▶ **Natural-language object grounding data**
╔══
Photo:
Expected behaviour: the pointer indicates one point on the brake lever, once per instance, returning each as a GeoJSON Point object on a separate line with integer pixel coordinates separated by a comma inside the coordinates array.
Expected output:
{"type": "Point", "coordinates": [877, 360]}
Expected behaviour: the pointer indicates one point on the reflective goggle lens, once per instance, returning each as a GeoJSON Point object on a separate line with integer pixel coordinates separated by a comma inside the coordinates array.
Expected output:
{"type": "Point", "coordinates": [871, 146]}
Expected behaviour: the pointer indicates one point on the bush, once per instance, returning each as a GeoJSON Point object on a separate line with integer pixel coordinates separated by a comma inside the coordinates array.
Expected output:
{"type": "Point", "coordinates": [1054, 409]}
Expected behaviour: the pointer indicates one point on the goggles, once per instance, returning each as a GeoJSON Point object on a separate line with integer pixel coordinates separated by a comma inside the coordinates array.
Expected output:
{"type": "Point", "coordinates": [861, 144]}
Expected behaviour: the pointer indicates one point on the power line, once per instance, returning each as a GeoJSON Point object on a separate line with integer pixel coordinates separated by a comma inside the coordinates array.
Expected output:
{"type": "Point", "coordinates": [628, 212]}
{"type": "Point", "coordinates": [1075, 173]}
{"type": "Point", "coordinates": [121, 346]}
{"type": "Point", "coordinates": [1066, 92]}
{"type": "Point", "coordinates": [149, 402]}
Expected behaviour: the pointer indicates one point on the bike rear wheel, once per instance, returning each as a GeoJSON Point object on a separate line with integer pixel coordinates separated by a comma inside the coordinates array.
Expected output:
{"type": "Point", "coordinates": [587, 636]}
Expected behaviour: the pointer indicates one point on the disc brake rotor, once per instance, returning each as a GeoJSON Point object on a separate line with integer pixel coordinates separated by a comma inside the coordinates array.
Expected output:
╚══
▶ **Work item**
From the data above, show each line that contains "brake".

▶ **Result of the exercise**
Expected behaviour: the pointer indicates one point on the brake lever, once per instance, returning each as a GeoJSON Point object on a separate line with integer pixel coordinates separated by a comma inside the coordinates array.
Expected behaviour: the pointer indicates one point on the disc brake rotor, once per instance, returning each as a GeoJSON Point object on a separate line with integer pixel coordinates separated by a comma inside the coordinates array.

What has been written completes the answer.